• What you will do: What do the lines from the one containing "Target: <item>hallway wall</item>" through the end of the entries say? Quote them exactly, and only them.

(Saved data entries)
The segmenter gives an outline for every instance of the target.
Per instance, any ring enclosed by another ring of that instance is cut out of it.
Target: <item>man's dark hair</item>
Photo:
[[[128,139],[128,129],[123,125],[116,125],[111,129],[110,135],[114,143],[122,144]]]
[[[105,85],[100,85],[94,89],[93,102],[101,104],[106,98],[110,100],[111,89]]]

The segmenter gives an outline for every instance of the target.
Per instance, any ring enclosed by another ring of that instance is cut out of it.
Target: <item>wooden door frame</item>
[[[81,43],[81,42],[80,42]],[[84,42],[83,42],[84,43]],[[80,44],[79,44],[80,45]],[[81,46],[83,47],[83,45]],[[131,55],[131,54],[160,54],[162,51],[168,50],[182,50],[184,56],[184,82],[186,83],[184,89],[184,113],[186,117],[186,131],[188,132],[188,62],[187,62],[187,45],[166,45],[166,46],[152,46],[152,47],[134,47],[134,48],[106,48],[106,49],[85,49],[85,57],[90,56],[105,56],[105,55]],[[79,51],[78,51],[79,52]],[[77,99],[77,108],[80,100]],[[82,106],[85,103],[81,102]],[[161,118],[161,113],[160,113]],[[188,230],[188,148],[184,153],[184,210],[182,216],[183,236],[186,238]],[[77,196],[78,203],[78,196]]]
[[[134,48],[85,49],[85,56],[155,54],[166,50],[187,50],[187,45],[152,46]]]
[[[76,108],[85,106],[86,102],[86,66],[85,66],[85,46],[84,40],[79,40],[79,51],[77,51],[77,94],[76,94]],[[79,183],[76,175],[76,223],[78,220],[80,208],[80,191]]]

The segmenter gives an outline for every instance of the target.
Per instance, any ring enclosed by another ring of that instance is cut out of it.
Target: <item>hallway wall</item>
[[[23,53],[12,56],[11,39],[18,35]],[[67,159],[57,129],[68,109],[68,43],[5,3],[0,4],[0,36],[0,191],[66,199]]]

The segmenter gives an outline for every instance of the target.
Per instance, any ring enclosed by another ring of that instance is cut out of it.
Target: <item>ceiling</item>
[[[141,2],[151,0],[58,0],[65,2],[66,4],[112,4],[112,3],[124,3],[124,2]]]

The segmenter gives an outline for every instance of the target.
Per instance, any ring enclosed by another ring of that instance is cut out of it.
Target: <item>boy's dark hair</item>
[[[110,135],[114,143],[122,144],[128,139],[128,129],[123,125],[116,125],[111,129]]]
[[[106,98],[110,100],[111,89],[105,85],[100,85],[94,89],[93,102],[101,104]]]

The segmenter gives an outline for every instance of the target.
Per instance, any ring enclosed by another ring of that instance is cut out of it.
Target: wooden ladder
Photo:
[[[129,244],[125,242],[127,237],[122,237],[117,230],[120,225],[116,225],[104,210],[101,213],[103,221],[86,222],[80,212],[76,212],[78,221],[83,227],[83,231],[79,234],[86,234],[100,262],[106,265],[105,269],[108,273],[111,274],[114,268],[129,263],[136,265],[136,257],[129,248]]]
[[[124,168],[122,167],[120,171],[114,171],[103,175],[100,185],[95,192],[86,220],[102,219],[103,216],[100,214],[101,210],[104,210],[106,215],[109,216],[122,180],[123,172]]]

• Solution for this task:
Target: <item>hallway wall</item>
[[[23,53],[12,56],[11,39],[18,35]],[[67,159],[57,129],[68,109],[68,43],[5,3],[0,4],[0,36],[0,191],[66,199]]]

The segmenter gives an outline for every instance of the target.
Per instance, any ring enclosed by another ring of that instance is cut out of it.
Target: <item>ceiling</item>
[[[141,2],[151,0],[58,0],[65,2],[66,4],[112,4],[112,3],[124,3],[124,2]]]

The segmenter gives an outline for every instance of the target.
Per instance, any ring enclosed by another ring of that instance is cut out of it.
Target: <item>boy's dark hair</item>
[[[110,135],[114,143],[122,144],[128,139],[128,129],[123,125],[116,125],[111,129]]]
[[[106,98],[110,100],[111,89],[105,85],[100,85],[94,89],[93,102],[101,104]]]

The segmenter gives an outline for every instance of the target.
Per instance, any ring enclosed by another ring of that instance is cut out of it.
Target: wooden ladder
Photo:
[[[129,244],[125,242],[127,237],[122,237],[117,230],[120,225],[116,225],[104,210],[101,213],[103,221],[86,222],[80,212],[76,212],[78,221],[83,227],[83,231],[79,234],[86,234],[100,262],[106,265],[105,269],[108,273],[111,274],[114,268],[129,263],[136,265],[136,257],[129,248]]]
[[[124,168],[122,167],[120,171],[114,171],[103,175],[100,185],[95,192],[86,220],[102,219],[103,216],[100,214],[101,210],[104,210],[106,215],[109,216],[122,180],[123,172]]]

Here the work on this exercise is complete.